Exercise instructions:
1. Duplicate the part of the article on the Aikens family fundraiser for RAINN starting with "How did the" and going on through "to turn to.".
2. Go on with the interview about the Aikens family's golf fundraiser for RAINN, picking up after its last sentence.

Document segment:
-- -- --

Aikens Family Honor Sister with Fundraiser for RAINN

When Herbie Aikens talks about his family, you can feel the love and admiration he has for them—especially for his sister Lauren. Herbie and his family represent part of the 1,300 fundraisers around the country who develop their own campaigns to support RAINN and the National Sexual Assault Hotline. In October 2016, Herbie’s family hosted a “night golf” tournament in honor of Lauren, who had taken her own life. The family had chosen RAINN as a beneficiary and partner to help other people like Lauren, who may be struggling with the effects of sexual violence.

The golf tournament was a success. Hundreds of friends and family came together to honor Lauren’s legacy and show their support for survivors of sexual violence—and the event raised nearly $45,000 for RAINN. Herbie took some time to talk about the ins and outs of organizing a big fundraiser, and what it means to his family to show support for survivors.

Herbie Aiken poses with family

How did the fundraiser come about?

When we lost Lauren, it was a horrible shock. We knew what she went through as a child [having experienced sexual abuse]. Our family was so supportive—my mother in particular was always there for Lauren, like an angel. But we know that not everyone has someone like my mom—or can afford therapy. Sometimes people don’t have anyone to turn to.

-- -- --

Record excerpts:

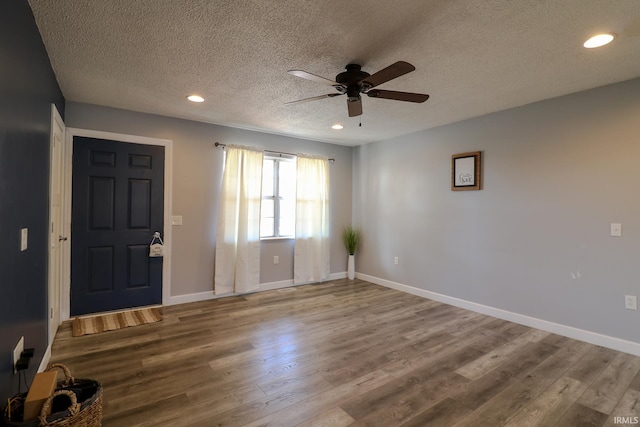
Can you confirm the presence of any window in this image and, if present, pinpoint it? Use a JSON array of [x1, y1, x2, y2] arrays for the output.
[[260, 154, 296, 238]]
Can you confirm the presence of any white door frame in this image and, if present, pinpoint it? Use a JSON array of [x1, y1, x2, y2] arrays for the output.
[[60, 128, 173, 320], [47, 104, 67, 347]]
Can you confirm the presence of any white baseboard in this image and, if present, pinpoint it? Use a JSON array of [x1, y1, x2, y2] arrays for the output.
[[356, 273, 640, 356], [167, 271, 347, 305], [38, 344, 51, 372]]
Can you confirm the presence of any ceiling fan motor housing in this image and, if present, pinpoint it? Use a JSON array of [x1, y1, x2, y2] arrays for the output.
[[336, 64, 370, 102]]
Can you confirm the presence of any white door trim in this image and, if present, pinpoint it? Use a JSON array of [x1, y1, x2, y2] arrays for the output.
[[47, 104, 67, 346], [60, 128, 173, 320]]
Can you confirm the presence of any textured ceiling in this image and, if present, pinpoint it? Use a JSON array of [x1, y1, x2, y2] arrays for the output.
[[29, 0, 640, 145]]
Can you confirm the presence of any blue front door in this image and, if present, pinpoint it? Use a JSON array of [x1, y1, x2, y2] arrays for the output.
[[71, 137, 164, 316]]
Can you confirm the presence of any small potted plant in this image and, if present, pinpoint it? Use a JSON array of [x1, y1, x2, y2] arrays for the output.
[[342, 226, 360, 280]]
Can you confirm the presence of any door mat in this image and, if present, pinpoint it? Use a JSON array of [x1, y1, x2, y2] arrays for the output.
[[73, 308, 162, 337]]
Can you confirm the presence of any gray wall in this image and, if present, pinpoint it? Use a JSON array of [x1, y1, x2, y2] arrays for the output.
[[353, 79, 640, 342], [66, 102, 352, 296]]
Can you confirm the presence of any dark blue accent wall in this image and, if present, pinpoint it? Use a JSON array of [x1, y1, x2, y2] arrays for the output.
[[0, 0, 65, 408]]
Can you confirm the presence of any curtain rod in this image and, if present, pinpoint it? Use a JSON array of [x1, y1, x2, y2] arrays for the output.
[[214, 142, 336, 162]]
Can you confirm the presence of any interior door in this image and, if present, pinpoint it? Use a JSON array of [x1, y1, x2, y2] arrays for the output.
[[70, 136, 165, 316], [48, 105, 67, 344]]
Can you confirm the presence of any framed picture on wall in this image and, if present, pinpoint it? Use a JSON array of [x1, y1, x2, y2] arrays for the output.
[[451, 151, 482, 191]]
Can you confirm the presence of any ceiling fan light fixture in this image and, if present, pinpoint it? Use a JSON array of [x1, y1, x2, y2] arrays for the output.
[[187, 95, 204, 102], [582, 33, 616, 49]]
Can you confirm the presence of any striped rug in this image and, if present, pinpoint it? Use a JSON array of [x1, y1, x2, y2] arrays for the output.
[[73, 308, 162, 337]]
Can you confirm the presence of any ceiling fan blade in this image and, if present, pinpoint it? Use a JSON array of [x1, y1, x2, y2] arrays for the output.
[[287, 70, 342, 87], [367, 89, 429, 102], [284, 93, 344, 105], [362, 61, 416, 87], [347, 98, 362, 117]]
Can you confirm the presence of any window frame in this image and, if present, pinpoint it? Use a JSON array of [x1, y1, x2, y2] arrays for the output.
[[260, 152, 297, 240]]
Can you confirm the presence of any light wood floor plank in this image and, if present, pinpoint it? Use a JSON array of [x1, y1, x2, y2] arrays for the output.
[[51, 279, 640, 427]]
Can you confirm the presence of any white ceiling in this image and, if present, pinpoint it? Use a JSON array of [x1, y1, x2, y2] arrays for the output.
[[29, 0, 640, 145]]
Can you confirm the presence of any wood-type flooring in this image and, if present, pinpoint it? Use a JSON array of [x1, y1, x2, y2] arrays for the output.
[[51, 280, 640, 427]]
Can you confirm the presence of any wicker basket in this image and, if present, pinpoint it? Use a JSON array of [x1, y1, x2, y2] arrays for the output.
[[4, 364, 102, 427]]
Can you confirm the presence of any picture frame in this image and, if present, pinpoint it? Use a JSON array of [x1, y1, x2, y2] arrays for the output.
[[451, 151, 482, 191]]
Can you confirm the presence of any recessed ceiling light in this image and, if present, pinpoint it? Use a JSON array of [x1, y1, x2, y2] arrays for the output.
[[582, 33, 615, 49], [187, 95, 204, 102]]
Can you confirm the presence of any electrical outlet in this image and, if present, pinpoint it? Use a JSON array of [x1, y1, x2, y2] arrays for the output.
[[624, 295, 638, 310], [13, 337, 24, 374]]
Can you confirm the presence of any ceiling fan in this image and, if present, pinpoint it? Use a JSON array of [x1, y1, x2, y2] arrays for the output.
[[286, 61, 429, 117]]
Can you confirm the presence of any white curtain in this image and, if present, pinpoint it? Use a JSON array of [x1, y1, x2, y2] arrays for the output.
[[293, 155, 331, 283], [215, 145, 263, 294]]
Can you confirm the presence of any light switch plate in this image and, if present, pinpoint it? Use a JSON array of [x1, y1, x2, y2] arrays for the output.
[[624, 295, 638, 310], [20, 228, 29, 251], [611, 222, 622, 237]]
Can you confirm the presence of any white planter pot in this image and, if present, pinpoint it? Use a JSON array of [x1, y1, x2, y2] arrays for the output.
[[347, 255, 356, 280]]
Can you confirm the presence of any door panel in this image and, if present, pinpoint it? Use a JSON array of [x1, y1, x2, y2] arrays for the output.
[[71, 137, 164, 315]]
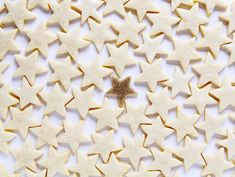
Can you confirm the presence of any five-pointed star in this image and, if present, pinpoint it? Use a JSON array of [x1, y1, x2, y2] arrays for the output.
[[0, 84, 18, 120], [13, 51, 47, 85], [27, 0, 49, 11], [57, 120, 90, 154], [89, 98, 124, 131], [40, 84, 72, 117], [0, 121, 16, 154], [176, 3, 209, 36], [13, 78, 42, 109], [69, 152, 101, 177], [141, 117, 174, 148], [196, 23, 231, 58], [84, 19, 117, 52], [48, 57, 82, 90], [37, 147, 69, 177], [47, 0, 80, 31], [166, 107, 200, 142], [210, 78, 235, 112], [5, 106, 39, 139], [117, 135, 151, 169], [184, 84, 217, 114], [147, 7, 180, 37], [57, 28, 90, 61], [106, 77, 136, 107], [0, 28, 19, 60], [125, 0, 158, 21], [201, 148, 234, 177], [192, 53, 225, 87], [104, 0, 128, 17], [118, 102, 152, 134], [149, 148, 182, 176], [135, 33, 167, 63], [97, 153, 131, 176], [126, 161, 160, 177], [195, 0, 227, 15], [112, 12, 146, 46], [146, 87, 177, 121], [11, 140, 42, 171], [24, 22, 57, 57], [30, 117, 62, 148], [66, 87, 98, 119], [79, 56, 113, 90], [217, 129, 235, 160], [88, 130, 121, 163], [167, 38, 202, 72], [135, 59, 168, 92], [1, 0, 35, 30], [163, 67, 193, 98], [75, 0, 104, 24], [174, 137, 207, 171], [104, 43, 136, 76], [195, 110, 225, 142]]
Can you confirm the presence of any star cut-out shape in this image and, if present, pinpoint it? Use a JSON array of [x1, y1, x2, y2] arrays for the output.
[[30, 117, 62, 148], [13, 51, 47, 85], [162, 67, 193, 98], [0, 28, 19, 60], [47, 0, 80, 31], [105, 76, 136, 107], [195, 110, 226, 142], [146, 87, 177, 121], [5, 106, 39, 139], [192, 53, 225, 87], [66, 87, 98, 119], [184, 84, 217, 114], [74, 0, 104, 24], [147, 7, 180, 38], [84, 19, 117, 52], [141, 117, 174, 149], [176, 3, 209, 36], [48, 57, 82, 90], [88, 130, 121, 163], [148, 148, 182, 176], [210, 78, 235, 112], [57, 120, 90, 154], [40, 84, 72, 117], [89, 98, 124, 131], [69, 152, 101, 177], [96, 153, 131, 176], [111, 12, 146, 46], [24, 22, 57, 57], [11, 140, 42, 171], [135, 59, 168, 92], [1, 0, 35, 30], [135, 33, 167, 63], [79, 55, 113, 90], [166, 107, 200, 142], [118, 102, 152, 134], [37, 147, 69, 177], [201, 148, 234, 177], [196, 23, 231, 58], [174, 137, 207, 171], [57, 28, 90, 61], [125, 0, 158, 21], [104, 43, 136, 76], [13, 78, 42, 109], [104, 0, 128, 17], [167, 38, 202, 72], [117, 135, 151, 169]]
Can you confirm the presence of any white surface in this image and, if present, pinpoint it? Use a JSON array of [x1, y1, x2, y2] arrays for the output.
[[0, 0, 235, 177]]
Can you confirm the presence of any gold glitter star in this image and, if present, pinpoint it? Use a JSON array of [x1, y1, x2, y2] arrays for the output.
[[106, 77, 136, 107]]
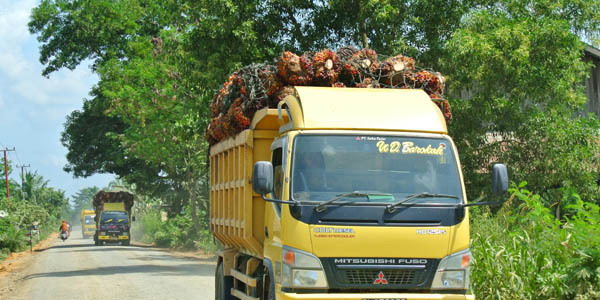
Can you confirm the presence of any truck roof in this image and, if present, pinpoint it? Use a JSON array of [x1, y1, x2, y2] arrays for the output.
[[251, 87, 448, 134]]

-- -- --

Answers by item:
1.
How did the fundraiser come about?

When we lost Lauren, it was a horrible shock. We knew what she went through as a child [having experienced sexual abuse]. Our family was so supportive—my mother in particular was always there for Lauren, like an angel. But we know that not everyone has someone like my mom—or can afford therapy. Sometimes people don’t have anyone to turn to.

2.
I talked to my family, and we decided together that this could be an opportunity help people that are in a similar situation as Lauren. A golf tournament seemed like a natural fit—I’ve played a lot of golf and participated in a lot of charity tournaments that raise money for really important causes.

It didn’t take our family long to decide on RAINN [as a beneficiary]. It broke our hearts to think that people were going through what Lauren went through alone—we want people to know that RAINN is out there and can help.

That means so much. We know that many people come to RAINN to talk about what happened for the very first time—it isn’t always easy to open up. I’m interested in some of the details of your event. Can you tell us what it’s like to organize a night golf tournament?

I’ve been involved in a few golf tournaments before, so I knew what phone calls to make and what basic logistics needed to be arranged. There were four parts: ticket sales [for 18 holes of golf], sponsorship, dinner, and an auction.

We were a little worried about being able to fill up all the registrations at first, so we worked to make the event really unique. That’s how “night golf” came into play. For us, playing golf at night—with the course full of special lighting for the participants—tied into the bigger theme of finding light in dark times. Whether it’s a glow stick and a golf ball, a shoulder to cry on, or a phone line to call, we want wanted people to know they can still find the light.

What was the reaction to the event?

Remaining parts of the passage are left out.